[Dataset entries]
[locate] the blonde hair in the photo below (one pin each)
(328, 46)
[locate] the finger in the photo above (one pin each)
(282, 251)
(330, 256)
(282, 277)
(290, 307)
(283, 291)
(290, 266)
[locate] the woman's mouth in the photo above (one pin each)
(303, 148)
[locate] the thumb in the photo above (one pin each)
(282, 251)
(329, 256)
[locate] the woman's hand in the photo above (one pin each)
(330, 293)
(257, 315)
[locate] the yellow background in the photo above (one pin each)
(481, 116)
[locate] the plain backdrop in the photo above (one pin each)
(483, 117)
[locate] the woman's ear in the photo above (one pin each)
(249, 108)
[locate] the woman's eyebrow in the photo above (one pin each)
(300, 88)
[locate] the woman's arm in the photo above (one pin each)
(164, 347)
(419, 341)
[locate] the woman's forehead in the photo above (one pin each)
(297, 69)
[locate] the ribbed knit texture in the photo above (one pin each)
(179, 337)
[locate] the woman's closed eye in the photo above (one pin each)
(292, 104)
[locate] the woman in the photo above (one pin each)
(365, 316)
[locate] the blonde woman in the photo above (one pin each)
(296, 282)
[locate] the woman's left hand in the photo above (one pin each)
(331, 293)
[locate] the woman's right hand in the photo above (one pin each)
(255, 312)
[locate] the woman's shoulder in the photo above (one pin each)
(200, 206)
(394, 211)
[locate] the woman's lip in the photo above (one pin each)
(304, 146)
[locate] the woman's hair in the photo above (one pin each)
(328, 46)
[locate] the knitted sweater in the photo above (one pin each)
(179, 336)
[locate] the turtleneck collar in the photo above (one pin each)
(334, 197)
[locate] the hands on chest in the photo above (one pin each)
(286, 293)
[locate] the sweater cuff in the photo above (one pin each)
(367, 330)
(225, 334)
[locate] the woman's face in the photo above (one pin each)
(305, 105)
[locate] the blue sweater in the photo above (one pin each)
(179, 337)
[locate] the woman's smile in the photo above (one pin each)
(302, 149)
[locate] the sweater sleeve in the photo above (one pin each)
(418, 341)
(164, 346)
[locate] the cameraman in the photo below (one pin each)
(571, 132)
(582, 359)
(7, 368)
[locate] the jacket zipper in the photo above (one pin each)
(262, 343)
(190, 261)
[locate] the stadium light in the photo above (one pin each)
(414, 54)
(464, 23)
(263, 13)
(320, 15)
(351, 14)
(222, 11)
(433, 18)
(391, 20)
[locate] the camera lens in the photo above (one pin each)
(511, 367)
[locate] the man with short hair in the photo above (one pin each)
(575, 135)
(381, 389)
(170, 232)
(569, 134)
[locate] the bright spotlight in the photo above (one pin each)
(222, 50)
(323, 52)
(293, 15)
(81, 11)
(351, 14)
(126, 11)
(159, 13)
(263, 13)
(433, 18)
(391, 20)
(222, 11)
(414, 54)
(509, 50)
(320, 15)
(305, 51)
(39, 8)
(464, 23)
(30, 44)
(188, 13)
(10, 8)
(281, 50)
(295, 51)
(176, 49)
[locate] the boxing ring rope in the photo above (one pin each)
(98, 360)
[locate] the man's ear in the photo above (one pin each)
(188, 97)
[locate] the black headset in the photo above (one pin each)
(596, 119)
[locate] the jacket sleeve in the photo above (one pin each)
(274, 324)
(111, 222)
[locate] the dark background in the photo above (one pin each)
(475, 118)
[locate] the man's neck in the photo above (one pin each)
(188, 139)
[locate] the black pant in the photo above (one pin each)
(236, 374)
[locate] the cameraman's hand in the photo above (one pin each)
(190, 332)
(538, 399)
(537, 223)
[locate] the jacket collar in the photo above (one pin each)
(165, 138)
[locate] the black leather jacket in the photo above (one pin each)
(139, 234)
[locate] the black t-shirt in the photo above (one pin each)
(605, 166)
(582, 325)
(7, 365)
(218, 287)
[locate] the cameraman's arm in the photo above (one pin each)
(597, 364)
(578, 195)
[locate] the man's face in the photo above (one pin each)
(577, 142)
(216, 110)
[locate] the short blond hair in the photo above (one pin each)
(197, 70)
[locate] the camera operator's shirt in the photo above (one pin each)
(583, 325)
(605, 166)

▸ About this task: What is needed is a word-for-word restatement of all the data.

▸ Task result:
[locate] the blonde hair in the photo below (one pin each)
(328, 46)
[locate] the finger in the photo above (one pin each)
(282, 251)
(330, 256)
(282, 277)
(290, 307)
(283, 291)
(290, 266)
[locate] the woman's mouth in the photo above (one pin each)
(303, 148)
[locate] the thumb in the photo above (one pin each)
(282, 251)
(329, 256)
[locate] the woman's hand in the photo above (one pin each)
(330, 293)
(257, 315)
[locate] the yellow background in the photo above (one pin each)
(481, 116)
[locate] the plain backdrop in the photo above (one pin each)
(483, 117)
[locate] the woman's ear in the photo above (one pin each)
(249, 108)
[locate] the woman's eyebrow in the photo above (one pin each)
(300, 88)
[locate] the woman's arm in the photo above (one pin each)
(164, 347)
(419, 341)
[locate] the woman's forehead in the photo above (one pin each)
(297, 69)
[locate] the ribbed knit texture in the photo above (one pin each)
(179, 337)
[locate] the woman's closed eye in the photo above (one pin each)
(292, 104)
[locate] the woman in the photo above (one pin each)
(365, 316)
[locate] the blonde woman in the photo above (one pin each)
(296, 282)
[locate] the woman's left hand in the photo above (one pin each)
(331, 293)
[locate] the woman's right hand in the photo above (one pin each)
(255, 312)
[locate] the woman's shoulder in the photo above (one pin each)
(200, 206)
(394, 211)
[locate] the woman's lip in the photo above (one pin each)
(304, 146)
[locate] the woman's hair in the photo above (one pin each)
(328, 46)
[locate] the knitted sweater in the photo above (one pin each)
(179, 336)
[locate] the turtleneck collar in the photo above (one pin each)
(334, 197)
[locate] the hands on chest in the photo above (one pin each)
(286, 293)
[locate] the sweater cuff in the photo above (one pin each)
(367, 330)
(225, 334)
[locate] the woman's face in the photo above (one pin each)
(305, 105)
[locate] the blue sweater in the photo above (one pin each)
(179, 337)
[locate] the woman's smile in the photo above (one pin each)
(302, 149)
[locate] the sweater sleeve in the photo above (one pin each)
(418, 341)
(164, 346)
[locate] the cameraman in the photo below (one pin each)
(571, 132)
(582, 359)
(7, 368)
[locate] the jacket zipper in the photo above (one pin each)
(262, 343)
(190, 261)
[locate] the stadium light in the photo above (one pin each)
(414, 54)
(464, 23)
(263, 13)
(320, 15)
(351, 14)
(222, 11)
(433, 18)
(391, 20)
[locate] the camera lens in the photo above (one pin each)
(511, 367)
[locate] the man with short hair in the photo above (one pin each)
(575, 135)
(381, 389)
(170, 232)
(569, 134)
[locate] the bright spotlight in the photo above (one pin each)
(222, 50)
(323, 52)
(293, 15)
(81, 11)
(351, 14)
(126, 11)
(159, 13)
(263, 13)
(433, 18)
(391, 20)
(222, 11)
(414, 54)
(509, 50)
(320, 15)
(305, 51)
(39, 8)
(464, 23)
(30, 44)
(188, 13)
(10, 8)
(281, 50)
(295, 51)
(176, 49)
[locate] the boxing ring rope in the photo above (one pin each)
(98, 360)
[locate] the man's ear in the photo above (one pin each)
(188, 97)
[locate] the black headset in the photo above (one pin each)
(596, 119)
[locate] the jacket sleeve in the photo above (one pin each)
(274, 324)
(111, 222)
[locate] the dark background in the photo above (one pin each)
(475, 118)
[locate] the man's neck in the photo above (one pin each)
(188, 139)
[locate] the black pant in the photo above (one pin each)
(236, 374)
[locate] the cameraman's hand in the photo above (one pin each)
(190, 332)
(538, 399)
(537, 223)
[locate] the jacket collar in the photo above (one pin each)
(165, 138)
[locate] the black leather jacket in the photo above (one pin each)
(139, 234)
[locate] the black t-shirt in the photo above (one pin each)
(605, 166)
(582, 325)
(7, 365)
(218, 287)
[locate] the cameraman's arm in the photo above (one pin each)
(597, 364)
(578, 195)
[locate] the man's face in the photo above (one pin each)
(577, 142)
(216, 110)
[locate] the short blond hair in the photo above (one pin each)
(197, 70)
[locate] the camera operator's shirt in the photo above (one pin each)
(583, 325)
(605, 166)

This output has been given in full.